* ОТРЫВОК
--------------------------------

Я был заинтересован в укреплении этой рациональной ограды; но старался я тут лишь ради уверенности, что просочившееся сквозь нее уже наверно иррационально. И потому я усиленно добивался знать эти законы. Они-то и составляли своею совокупностью мое научное понимание мира. Тайну я берег про себя, для себя же и для других возвещались законы.

II. Вот это научное мировоззрение сложилось и окрепло в неколебимую систему к пятнадцати-шестнадцати годам. Вероятно, мое утверждение будет прочтено здесь как условный оборот или названо самоуверенностью. Но я высказываю его вполне сознательно, и притом не с похвальбою, а грустно: мне-то лучше, чем кому, известен циклопический труд, затраченный сперва на возведение этих стен, а потом на их разрушение, и, когда думаешь, сколько действительно высокого можно было бы сделать при этих усилиях, хвалиться не придет в голову. Но тем не менее, учитывая издалека то, что было, приходится повторить сказанное.

Были, конечно, и помимо моих личных усилий благоприятные обстоятельства этой научности. Во-первых, наследственно передавшаяся от нескольких поколений склонность к научному мышлению, причем весь род в разных своих разветвлениях дал много деятелей мысли. Они не были первой величины, и впечатление от них – именно то, что им благоприятствовали в их деятельности не столько необыкновенные личные свойства, как общие признаки рода, повышенная деятельность мысли, передающаяся с родовою плазмою. В этом отношении мое личное самочувствие с детства всегда было то, что учиться, то есть в области общих понятий, мне, собственно, нечему, а надо лишь припомнить полузабытое или довести до сознания не вполне ясное. Общее я всегда узнавал с полуслова или с четверти слова, и потому очень немноги те случаи, когда в области мысли у меня бывало чувство новизны. Но я считаю свои личные способности сравнительно малыми и, может быть, меньшими средних. То, что требовалось не вспомнить, а действительно узнать – слова иностранных языков, хронологические даты, географические и тому подобные сведения, даже данные физики, с которою я имел постоянное дело, давались мне с величайшим трудом, несравненно туже, чем, например, моим товарищам, и вдобавок выскакивали из головы в самом скором времени. Знающие меня всегда недооценивают труда, который, несмотря на мою склонность избавиться от него, всегда был тот или другой в моей жизни.

--------------------------------

* ДАННЫЕ

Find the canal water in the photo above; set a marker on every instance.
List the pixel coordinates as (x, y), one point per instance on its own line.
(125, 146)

--------------------------------

* ЗАДАНИЯ
• 1. Перепишите из отрывка фрагмент слово в слово: начните с места, где стоят слова «II. Вот это», и остановитесь после слов «приходится повторить сказанное.».
• 2. Ответьте на вопросы по отрывку:
(а) К каким годам научное мировоззрение сложилось и окрепло в неколебимую систему?
(б) Что своею совокупностью составляло научное понимание мира?
(в) Какие сведения, по признанию в отрывке, давались с величайшим трудом?
• 3. Допишите отрывок о сложившемся научном мировоззрении, начав сразу после его последнего предложения.

* ОТВЕТЫ К ЗАДАНИЯМ
• 1.
II. Вот это научное мировоззрение сложилось и окрепло в неколебимую систему к пятнадцати-шестнадцати годам. Вероятно, мое утверждение будет прочтено здесь как условный оборот или названо самоуверенностью. Но я высказываю его вполне сознательно, и притом не с похвальбою, а грустно: мне-то лучше, чем кому, известен циклопический труд, затраченный сперва на возведение этих стен, а потом на их разрушение, и, когда думаешь, сколько действительно высокого можно было бы сделать при этих усилиях, хвалиться не придет в голову. Но тем не менее, учитывая издалека то, что было, приходится повторить сказанное.

• 2.
(а) К пятнадцати-шестнадцати годам.
(б) Законы.
(в) Слова иностранных языков, хронологические даты, географические и тому подобные сведения, даже данные физики.

• 3.
Другим благоприятствующим условием научности было воспитание, о котором говорилось ранее, и весь уединенный склад нашей домашней жизни, располагавший к научному размышлению и изучению. Частью прямым знанием, частью угадкой, не имея нужных книг и не владея достаточно математическим анализом, я тем не менее усвоил себе основные понятия и предпосылки научного мышления, физического мышления о мире в истинном и точном их смысле и, что самое главное, вполне сроднился с его стилем. Небольшое сравнительное число книг первоклассных деятелей физики было мною не только усвоено, но и почти заучено наизусть. Как-то по-своему, но я был тогда на вершине физической мысли, а с тех пор, конечно, опустился в этом отношении. После того физикой я не занимался, а университетский курс не дал мне ничего и в счет идти не может. В дальнейшем с физикой совсем не было соприкосновения, и если я вспоминал об ней, то лишь холодно и брезгливо. Когда же, двадцать шесть лет спустя после того времени, мне пришлось в силу необходимости вновь заняться этого рода вопросами и восстановить усилием памяти забытую физику, основою этой позднейшей деятельности была именно сформировавшаяся в пятнадцать-шестнадцать лет.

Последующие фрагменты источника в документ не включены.